What makes you happy when you walk in the door – the joyous barks of your devoted canine, the delicious smell of dinner cooking? I’ve never had a dog, and I’m the cook in the house, so for me, Akemi’s practicing makes my homecoming. As soon as I get out of the car, the sounds of her violin telegraph so many reassuring messages to me: she’s home, she’s hard at work, she’s making great progress.
She was a latch-key kid in high school. Between university events and directing academic programs with evening classes, it is not unusual for me to get home after 9 pm. I always have considered myself fortunate and blessed to have had such a self-directed daughter, one who held to solid study and practice habits developed at tender ages. Not many other teenagers would have done so well with so much unsupervised time. But whenever I got home, I would find she had gotten an amazing amount done (although with her Poly and Colburn double lives, 9 pm was merely midpoint of all that she still had to do each night).

* TO-DO LIST *
**1)** Please retype the stretch of the passage on Akemi's practicing from "She was a latch-key" through "do each night).".
**2)** Answer these questions from the passage on Akemi's practicing:
(a) What instrument does Akemi play?
(b) After what hour is it not unusual for the narrator to get home?
(c) What two names describe Akemi's "double lives"?

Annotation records

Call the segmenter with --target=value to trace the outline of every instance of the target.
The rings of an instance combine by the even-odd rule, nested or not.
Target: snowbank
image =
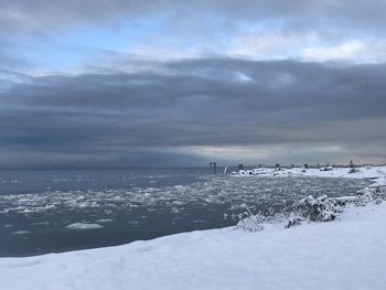
[[[240,170],[230,173],[233,176],[309,176],[309,178],[345,178],[345,179],[377,179],[385,178],[386,167],[360,167],[360,168],[259,168]]]
[[[1,258],[2,289],[385,289],[386,203],[340,222],[213,229],[125,246]]]

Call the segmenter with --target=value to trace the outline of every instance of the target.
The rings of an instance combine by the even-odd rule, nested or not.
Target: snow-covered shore
[[[233,176],[307,176],[307,178],[345,178],[345,179],[377,179],[386,175],[386,167],[358,167],[320,169],[304,168],[258,168],[232,172]]]
[[[386,203],[340,222],[193,232],[0,259],[2,289],[385,289]]]
[[[367,191],[385,185],[384,167],[354,173],[293,169],[287,176],[294,170],[305,176],[322,172],[373,179]],[[278,172],[286,171],[266,175]],[[192,232],[117,247],[0,258],[0,286],[18,290],[385,289],[386,202],[349,203],[339,219],[304,222],[287,229],[285,223],[267,224],[253,233]]]

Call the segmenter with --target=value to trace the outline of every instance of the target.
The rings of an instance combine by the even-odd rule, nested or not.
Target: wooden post
[[[217,163],[211,162],[210,165],[213,168],[213,174],[216,174],[217,173]]]

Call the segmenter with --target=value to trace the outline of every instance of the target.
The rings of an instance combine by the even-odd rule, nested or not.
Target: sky
[[[384,163],[384,11],[0,0],[0,169]]]

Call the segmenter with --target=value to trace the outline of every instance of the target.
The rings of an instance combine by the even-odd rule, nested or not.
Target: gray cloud
[[[45,31],[85,23],[119,23],[119,20],[159,13],[173,15],[174,29],[192,28],[197,19],[219,18],[227,24],[236,21],[279,20],[283,28],[296,30],[350,31],[384,33],[386,3],[378,0],[271,1],[271,0],[3,0],[0,28],[3,30]],[[114,20],[114,21],[112,21]],[[213,23],[212,23],[213,24]],[[210,28],[210,26],[208,26]],[[283,29],[282,28],[282,29]],[[333,29],[329,29],[333,28]],[[339,33],[335,33],[337,36]]]
[[[333,144],[350,157],[365,159],[371,150],[372,160],[385,158],[386,65],[235,58],[153,65],[30,78],[1,92],[2,163],[199,164],[207,158],[190,148],[234,146]]]

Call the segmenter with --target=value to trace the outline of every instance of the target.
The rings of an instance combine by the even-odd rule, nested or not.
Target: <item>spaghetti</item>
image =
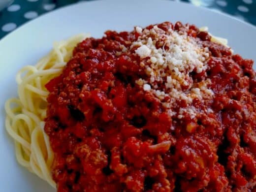
[[[52,51],[35,66],[21,69],[16,76],[19,97],[8,99],[5,105],[5,127],[15,141],[17,161],[54,188],[51,175],[54,154],[44,131],[49,93],[44,86],[61,74],[74,47],[88,36],[78,35],[56,43]],[[225,39],[212,36],[211,40],[227,46]]]
[[[34,66],[27,65],[16,76],[19,98],[5,103],[5,127],[15,141],[17,160],[56,188],[51,166],[54,154],[43,130],[48,91],[44,85],[59,75],[74,47],[89,35],[80,34],[54,44],[53,49]]]

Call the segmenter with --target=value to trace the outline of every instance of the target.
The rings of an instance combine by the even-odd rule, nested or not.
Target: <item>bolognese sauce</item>
[[[180,22],[79,43],[46,85],[58,191],[254,191],[253,64]]]

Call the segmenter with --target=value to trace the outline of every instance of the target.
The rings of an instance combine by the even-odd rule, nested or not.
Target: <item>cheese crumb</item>
[[[204,102],[214,95],[208,88],[211,84],[209,79],[198,83],[191,75],[207,69],[209,49],[182,31],[165,31],[156,25],[150,30],[136,27],[135,30],[140,36],[130,48],[136,48],[135,53],[143,62],[140,66],[147,75],[136,83],[144,91],[151,92],[167,110],[177,102],[187,103],[187,107],[181,107],[177,113],[170,113],[172,117],[182,119],[188,115],[194,118],[199,112],[191,106],[193,99]]]
[[[143,90],[144,91],[149,91],[151,89],[151,87],[150,85],[146,84],[143,85]]]
[[[135,52],[141,58],[144,58],[149,56],[151,51],[146,45],[143,45],[137,49]]]
[[[140,28],[139,27],[137,26],[135,28],[136,32],[139,33],[141,33],[142,32],[142,29],[141,28]]]

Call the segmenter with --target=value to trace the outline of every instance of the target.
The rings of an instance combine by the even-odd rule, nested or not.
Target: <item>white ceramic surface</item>
[[[236,53],[256,61],[256,28],[223,14],[167,0],[129,0],[85,2],[61,8],[22,26],[0,40],[0,191],[54,192],[45,182],[17,162],[12,141],[4,126],[4,103],[17,95],[15,76],[34,64],[53,42],[81,32],[100,37],[109,29],[131,31],[133,26],[181,21],[207,26],[227,38]]]

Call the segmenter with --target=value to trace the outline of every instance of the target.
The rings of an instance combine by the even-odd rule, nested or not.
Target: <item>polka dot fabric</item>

* RESPONSES IN ORDER *
**1)**
She was a latch-key kid in high school. Between university events and directing academic programs with evening classes, it is not unusual for me to get home after 9 pm. I always have considered myself fortunate and blessed to have had such a self-directed daughter, one who held to solid study and practice habits developed at tender ages. Not many other teenagers would have done so well with so much unsupervised time. But whenever I got home, I would find she had gotten an amazing amount done (although with her Poly and Colburn double lives, 9 pm was merely midpoint of all that she still had to do each night).

**2)**
(a) The violin.
(b) After 9 pm.
(c) Poly and Colburn.